Entries shown:
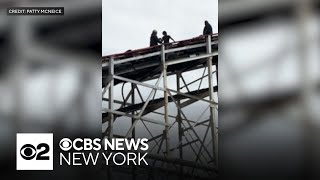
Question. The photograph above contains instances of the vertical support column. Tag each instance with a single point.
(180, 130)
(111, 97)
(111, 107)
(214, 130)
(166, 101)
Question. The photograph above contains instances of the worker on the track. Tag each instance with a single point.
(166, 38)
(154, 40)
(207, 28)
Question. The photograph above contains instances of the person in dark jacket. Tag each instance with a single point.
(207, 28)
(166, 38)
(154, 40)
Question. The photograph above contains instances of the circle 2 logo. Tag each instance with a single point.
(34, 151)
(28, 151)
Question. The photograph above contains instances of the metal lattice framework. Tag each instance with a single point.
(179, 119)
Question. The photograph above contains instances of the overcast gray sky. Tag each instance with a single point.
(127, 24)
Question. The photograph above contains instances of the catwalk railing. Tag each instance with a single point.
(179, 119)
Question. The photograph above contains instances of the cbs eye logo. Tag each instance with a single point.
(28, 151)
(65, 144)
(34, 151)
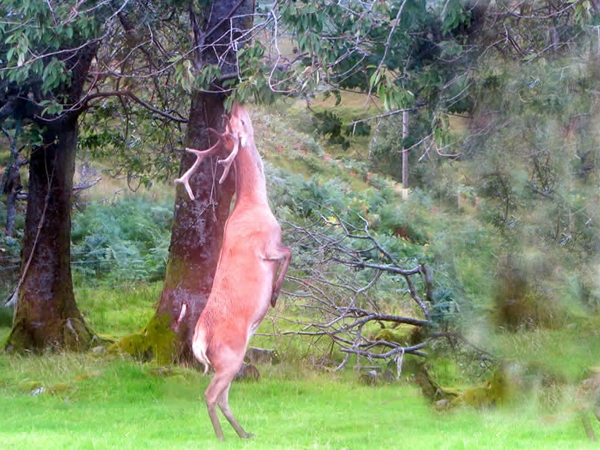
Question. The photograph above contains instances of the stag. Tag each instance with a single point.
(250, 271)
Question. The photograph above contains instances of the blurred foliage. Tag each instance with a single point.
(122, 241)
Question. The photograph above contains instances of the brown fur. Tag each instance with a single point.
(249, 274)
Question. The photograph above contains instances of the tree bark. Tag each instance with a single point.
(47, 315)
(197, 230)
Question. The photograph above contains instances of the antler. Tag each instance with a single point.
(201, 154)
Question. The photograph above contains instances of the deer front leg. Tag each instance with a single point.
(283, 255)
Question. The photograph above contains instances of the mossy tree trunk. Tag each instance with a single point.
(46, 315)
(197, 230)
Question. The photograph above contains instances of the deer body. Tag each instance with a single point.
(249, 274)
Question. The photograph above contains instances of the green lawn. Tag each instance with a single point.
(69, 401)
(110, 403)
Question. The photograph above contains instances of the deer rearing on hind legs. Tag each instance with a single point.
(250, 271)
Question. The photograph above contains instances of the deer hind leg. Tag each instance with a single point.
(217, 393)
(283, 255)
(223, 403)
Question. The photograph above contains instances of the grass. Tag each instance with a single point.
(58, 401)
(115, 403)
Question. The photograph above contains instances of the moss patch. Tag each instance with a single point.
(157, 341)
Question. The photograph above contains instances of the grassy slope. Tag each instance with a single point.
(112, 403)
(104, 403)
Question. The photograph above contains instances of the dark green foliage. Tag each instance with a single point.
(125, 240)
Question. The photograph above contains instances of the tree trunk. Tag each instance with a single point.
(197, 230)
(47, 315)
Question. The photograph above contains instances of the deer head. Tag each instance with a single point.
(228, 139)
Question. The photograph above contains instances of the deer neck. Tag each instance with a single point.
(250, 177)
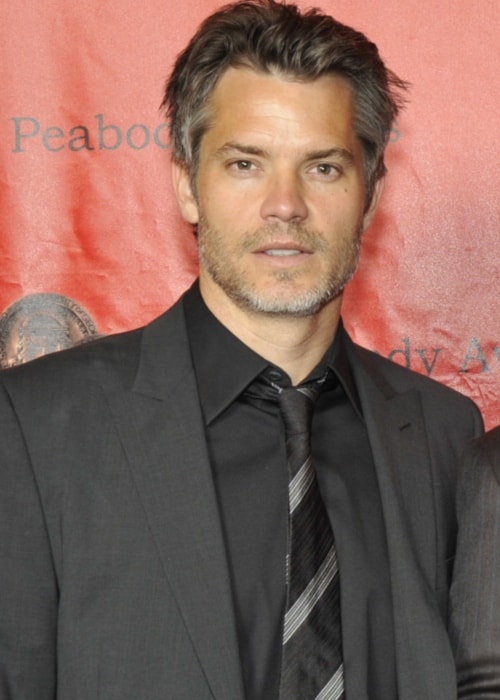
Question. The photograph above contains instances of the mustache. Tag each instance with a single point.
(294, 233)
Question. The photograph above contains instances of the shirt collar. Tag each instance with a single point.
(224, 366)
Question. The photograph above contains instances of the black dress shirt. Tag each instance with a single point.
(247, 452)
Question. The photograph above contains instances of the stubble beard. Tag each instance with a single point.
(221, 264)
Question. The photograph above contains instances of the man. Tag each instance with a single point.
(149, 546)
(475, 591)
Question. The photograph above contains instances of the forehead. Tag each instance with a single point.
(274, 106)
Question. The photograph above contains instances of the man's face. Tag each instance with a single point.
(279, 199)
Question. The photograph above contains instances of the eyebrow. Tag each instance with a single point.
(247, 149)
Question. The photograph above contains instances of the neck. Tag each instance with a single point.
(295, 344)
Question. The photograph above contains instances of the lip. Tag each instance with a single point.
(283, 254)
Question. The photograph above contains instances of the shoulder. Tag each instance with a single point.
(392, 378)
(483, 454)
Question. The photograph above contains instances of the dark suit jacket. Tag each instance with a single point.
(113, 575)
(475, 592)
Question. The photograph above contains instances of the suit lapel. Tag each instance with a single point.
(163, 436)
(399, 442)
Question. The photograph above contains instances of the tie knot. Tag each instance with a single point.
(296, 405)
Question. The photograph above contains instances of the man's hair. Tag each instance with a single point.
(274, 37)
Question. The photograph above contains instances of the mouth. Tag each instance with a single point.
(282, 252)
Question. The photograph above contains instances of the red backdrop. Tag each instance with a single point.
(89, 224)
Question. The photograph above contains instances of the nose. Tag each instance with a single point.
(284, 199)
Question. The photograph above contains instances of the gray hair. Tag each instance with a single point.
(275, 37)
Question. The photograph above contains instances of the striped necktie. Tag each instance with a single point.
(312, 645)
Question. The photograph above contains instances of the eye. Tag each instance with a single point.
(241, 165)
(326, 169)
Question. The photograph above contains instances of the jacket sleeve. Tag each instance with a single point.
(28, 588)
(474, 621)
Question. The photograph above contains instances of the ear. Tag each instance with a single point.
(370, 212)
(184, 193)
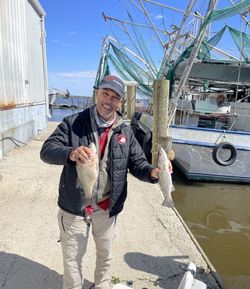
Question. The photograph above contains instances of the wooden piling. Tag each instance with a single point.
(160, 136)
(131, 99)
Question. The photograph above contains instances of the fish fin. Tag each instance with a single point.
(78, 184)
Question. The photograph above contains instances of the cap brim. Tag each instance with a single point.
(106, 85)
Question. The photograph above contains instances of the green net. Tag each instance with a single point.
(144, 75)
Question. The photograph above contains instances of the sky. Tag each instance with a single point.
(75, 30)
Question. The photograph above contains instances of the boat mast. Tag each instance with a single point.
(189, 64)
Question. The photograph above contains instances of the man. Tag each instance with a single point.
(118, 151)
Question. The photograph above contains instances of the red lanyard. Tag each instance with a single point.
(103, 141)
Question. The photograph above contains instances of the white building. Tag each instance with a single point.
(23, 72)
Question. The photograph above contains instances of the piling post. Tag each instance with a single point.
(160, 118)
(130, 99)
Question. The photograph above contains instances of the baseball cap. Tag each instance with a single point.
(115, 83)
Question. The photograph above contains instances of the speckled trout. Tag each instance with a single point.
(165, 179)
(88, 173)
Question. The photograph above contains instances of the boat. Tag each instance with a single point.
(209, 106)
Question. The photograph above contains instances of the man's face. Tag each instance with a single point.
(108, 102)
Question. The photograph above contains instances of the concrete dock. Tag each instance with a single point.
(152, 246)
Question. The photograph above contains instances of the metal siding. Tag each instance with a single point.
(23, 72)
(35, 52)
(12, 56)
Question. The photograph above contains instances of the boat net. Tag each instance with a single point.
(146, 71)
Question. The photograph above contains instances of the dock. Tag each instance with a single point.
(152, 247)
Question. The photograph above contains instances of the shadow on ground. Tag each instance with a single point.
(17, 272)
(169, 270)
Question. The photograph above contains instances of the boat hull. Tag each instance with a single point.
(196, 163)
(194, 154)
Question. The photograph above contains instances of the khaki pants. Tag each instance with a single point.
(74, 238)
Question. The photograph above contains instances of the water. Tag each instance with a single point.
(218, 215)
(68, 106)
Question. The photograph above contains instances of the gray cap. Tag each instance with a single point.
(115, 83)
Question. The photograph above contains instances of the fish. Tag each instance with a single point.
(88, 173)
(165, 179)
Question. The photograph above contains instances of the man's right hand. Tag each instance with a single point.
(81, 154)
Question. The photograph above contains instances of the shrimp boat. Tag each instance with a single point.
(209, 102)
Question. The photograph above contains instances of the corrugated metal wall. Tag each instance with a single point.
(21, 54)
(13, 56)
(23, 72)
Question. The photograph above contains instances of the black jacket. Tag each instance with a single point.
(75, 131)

Problem:
All of the material above should be reproduced exactly, except the pictures.

Solution:
Question. The photograph above contains instances of the vertical support column. Tag each instance with a single point.
(180, 130)
(111, 97)
(111, 107)
(214, 130)
(166, 101)
Question. The photograph above contains instances of the worker on the track. Tag each instance with a single point.
(166, 38)
(154, 40)
(207, 28)
Question. The photograph above contains instances of the person in dark jacket. Tag each instance with a single point.
(207, 28)
(166, 38)
(154, 40)
Question. The photograph above contains instances of the circle 2 logo. Tag each instance with a single point.
(34, 151)
(28, 151)
Question. The photograph above contains instances of the metal lattice framework. Tag each instance with a single point.
(179, 119)
Question. The photograph above contains instances of the overcast gray sky. Tag each instance with a single point.
(127, 24)
Question. The photograph above contains instances of the catwalk railing. Tag each instance with a single point.
(179, 119)
Question. The photograph above contains instances of the cbs eye logo. Tag each instance with a single point.
(28, 151)
(65, 144)
(34, 151)
Question. The photograph above contains instances of the stag. Tag each instance with a single point.
(250, 271)
Question. The photograph above contains instances of the blurred foliage. Tag each instance with a single point.
(122, 241)
Question. The photograph above contains instances of the brown fur. Tag each instance with a single point.
(249, 274)
Question. The photograph above contains instances of the tree bark. Tag each instance with a single point.
(47, 315)
(197, 230)
Question. The photograph above contains instances of the antler. Tag each instance with a single point.
(201, 154)
Question. The photograph above contains instances of the deer front leg. Tag each instance with a single point.
(283, 255)
Question. The photograph above contains instances of the mossy tree trunk. Tag each instance with a single point.
(46, 315)
(197, 230)
Question. The photograph above contains instances of the deer body. Tag each instance with a single point.
(249, 274)
Question. The photograph above contains instances of the green lawn. Tag each instance with a single point.
(69, 401)
(110, 403)
Question. The photograph above contains instances of the deer rearing on hind legs. Tag each instance with a single point.
(250, 271)
Question. The photograph above contains instances of the deer hind leg. Tag each instance with a single point.
(217, 393)
(283, 255)
(223, 403)
Question. The photograph above contains instances of the grass. Tag each instance with a single point.
(58, 401)
(115, 403)
Question. The photograph above contains instances of the moss patch. Tag each instance with a single point.
(157, 341)
Question. The photograph above contains instances of the grassy slope. Tag each instance with a single point.
(112, 403)
(104, 403)
Question. The photograph above contains instances of the dark green foliage. Tag each instance with a single point.
(125, 240)
Question. The photograph above contains instances of the tree trunk. Tag each instance with a single point.
(197, 230)
(47, 315)
Question. The photograph above contains instances of the deer head. Tag each instance with a single point.
(228, 139)
Question. The photograph above contains instances of the deer neck. Tag each instance with a single point.
(250, 177)
Question. The photograph above contains instances of the mustache. Tag each instance with a single point.
(294, 233)
Question. The photograph above contains instances of the shirt collar. Tag each instance with a single point.
(224, 366)
Question. The photograph above contains instances of the black dress shirt. Tag each instance with a single point.
(247, 452)
Question. The photograph above contains instances of the stubble beard. Tag each instance with a single point.
(221, 264)
Question. The photograph above contains instances of the man. Tag each instance with a single point.
(149, 546)
(475, 591)
Question. The photograph above contains instances of the forehead. Tag each instance with a single point.
(274, 106)
Question. The photograph above contains instances of the man's face. Tag each instance with a single point.
(279, 199)
Question. The photograph above contains instances of the eyebrow. Tag each instance with a single point.
(247, 149)
Question. The photograph above contains instances of the neck. Tag each instance with a single point.
(295, 344)
Question. The photograph above contains instances of the lip. Tag each instance with a single point.
(283, 254)
Question. The photograph above contains instances of the shoulder. Tag each instance with a single point.
(392, 378)
(483, 454)
Question. The photograph above contains instances of the dark suit jacket. Tag each instance with a single point.
(113, 575)
(475, 592)
Question. The photograph above contains instances of the suit lapel. Tag each instance with a single point.
(163, 436)
(399, 442)
Question. The photograph above contains instances of the tie knot. Tag each instance with a single point.
(296, 405)
Question. The photograph above contains instances of the man's hair. Tag each instance with a single point.
(274, 37)
Question. The photograph above contains instances of the mouth. Tag each instance with a single point.
(282, 252)
Question. The photograph above contains instances of the red backdrop. Tag each instance with a single point.
(89, 224)
Question. The photograph above contains instances of the nose. Tag each instance with a single point.
(284, 199)
Question. The photograph above contains instances of the gray hair. Tag each instance with a single point.
(275, 37)
Question. The photograph above contains instances of the striped necktie. Tag each instance with a single point.
(312, 645)
Question. The photograph above contains instances of the eye. Tag each instance with a single point.
(241, 165)
(326, 169)
Question. The photograph above contains instances of the jacket sleeve. Tag each instance with a single point.
(28, 588)
(474, 621)
Question. The photograph above contains instances of the ear. Tag each instance with a single point.
(370, 212)
(184, 193)
Question. The photograph above contains instances of the wooden piling. Tag each instance with a single point.
(160, 136)
(131, 99)
Question. The photograph above contains instances of the fish fin. Tag each instance with a single point.
(78, 184)
Question. The photograph above contains instances of the cap brim. Tag each instance with a single point.
(106, 85)
Question. The photograph above contains instances of the green net. Tag each instance with a single point.
(144, 75)
Question. The photograph above contains instances of the sky. Tag each instance with a single point.
(75, 30)
Question. The photograph above contains instances of the boat mast. Tag each instance with a single point.
(189, 64)
Question. The photograph above contains instances of the man. Tag each instance with a single point.
(118, 151)
Question. The photograph above contains instances of the red lanyard. Tag each instance with a single point.
(103, 141)
Question. The photograph above contains instances of the white building. Tag each instance with a single point.
(23, 72)
Question. The photograph above contains instances of the piling post. Tag each instance with a single point.
(160, 118)
(130, 99)
Question. The photograph above contains instances of the baseball cap. Tag each instance with a single point.
(115, 83)
Question. The photograph above contains instances of the speckled trout. Tag each instance with a single point.
(165, 179)
(88, 173)
Question. The photograph above contains instances of the boat. Tag each instance with a single point.
(209, 106)
Question. The photograph above contains instances of the man's face. Tag each instance with a single point.
(108, 102)
Question. The photograph above contains instances of the concrete dock. Tag each instance with a single point.
(152, 246)
Question. The photograph above contains instances of the metal siding. Tag each instance with a single point.
(23, 72)
(35, 52)
(12, 56)
Question. The photograph above contains instances of the boat net. Tag each instance with a single point.
(146, 71)
Question. The photograph above contains instances of the dock. Tag each instance with a single point.
(152, 247)
Question. The photograph above contains instances of the shadow on ground. Tag each instance with a single point.
(17, 272)
(169, 270)
Question. The photograph above contains instances of the boat hull. Tag each instance with a single point.
(196, 163)
(194, 154)
Question. The photograph above contains instances of the khaki pants. Tag each instance with a single point.
(74, 238)
Question. The photograph above contains instances of the water. Tag each instance with a single point.
(218, 215)
(68, 106)
Question. The photograph above contains instances of the gray cap. Tag each instance with a single point.
(115, 83)
Question. The photograph above contains instances of the fish. Tag each instance with a single point.
(88, 173)
(165, 179)
Question. The photograph above contains instances of the man's right hand. Tag each instance with a single point.
(81, 154)
Question. The photograph above contains instances of the shrimp boat. Tag each instance with a single point.
(209, 102)
Question. The photograph above contains instances of the corrugated metal wall. Tag each instance with a single point.
(21, 54)
(13, 56)
(23, 72)
Question. The photograph above contains instances of the black jacket. Tag each instance with a single point.
(75, 131)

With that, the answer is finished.